Within the HEXAnord network, a joint article has been written where Finnish and Swedish Intensive Care Unit nursing notes have been analyzed both qualitatively and quantitatively. The article, Characteristics and Analysis of Finnish and Swedish Clinical Intensive Care Nursing Narratives, was submitted and accepted after a double blind peer-review process to the 2nd Louhi Workshop on Text and Data Mining of Health Documents in L.A., June 5 2010, which is organized by Hercules Dalianis, Martin Hassel, Gunnar Nilsson and Sumithra Velupillai.
The work has been performed by HEXAnord participants from Finland, Norway, Lithuania and Sweden: Helen Allvin, Elin Carlsson, Hercules Dalianis, Riitta Danielsson-Ojala, Vidas Daudaravi?ius, Martin Hassel, Dimitrios Kokkinakis, Heljä Lundgren-Laine, Gunnar Nilsson, Øystein Nytrø, Sanna Salanterä, Maria Skeppstedt, Hanna Suominen, Sumithra Velupillai.

**Given material**
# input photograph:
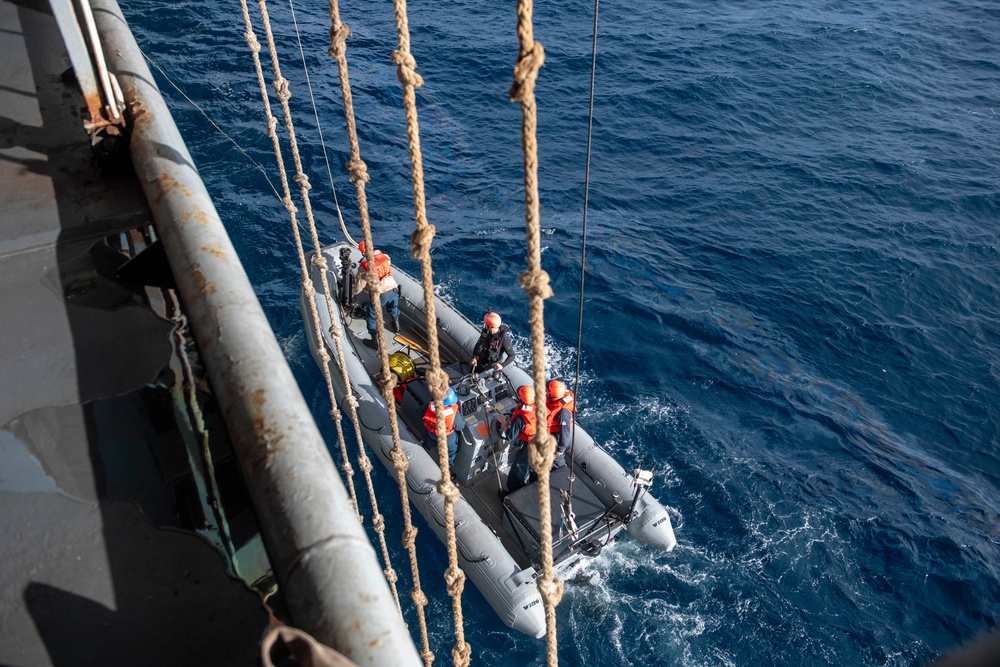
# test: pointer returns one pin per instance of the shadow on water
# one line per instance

**What you will do**
- A) Reproduce the stretch of the HEXAnord announcement from "The work has" through "Suominen, Sumithra Velupillai.", word for word.
- B) Answer these questions from the HEXAnord announcement:
(i) Where and on what date is the 2nd Louhi Workshop held?
(ii) From which four countries do the participants come?
(iii) What kind of review process did the article go through?
- C) Please write the next part of the HEXAnord announcement, starting right after its final sentence.

**Exercise responses**
- A)
The work has been performed by HEXAnord participants from Finland, Norway, Lithuania and Sweden: Helen Allvin, Elin Carlsson, Hercules Dalianis, Riitta Danielsson-Ojala, Vidas Daudaravi?ius, Martin Hassel, Dimitrios Kokkinakis, Heljä Lundgren-Laine, Gunnar Nilsson, Øystein Nytrø, Sanna Salanterä, Maria Skeppstedt, Hanna Suominen, Sumithra Velupillai.

- B)
(i) In L.A., on June 5 2010.
(ii) Finland, Norway, Lithuania and Sweden.
(iii) A double blind peer-review process.

- C)
Abstract:
We present a comparative study of Finnish and Swedish free-text nursing narratives from intensive care. Although the two languages are linguistically very dissimilar, our hypothesis is that there are similarities that are important and interesting from a language technology point of view. This may have implications when building tools to support producing and using health care documentation.
We perform a comparative qualitative analysis based on structure and content, as well as a comparative quantitative analysis on Finnish and Swedish Intensive Care Unit (ICU) nursing narratives. Our findings are that ICU nursing narratives in Finland and Sweden have many properties in common, but that many of these are challenging when it comes to developing language technology tools.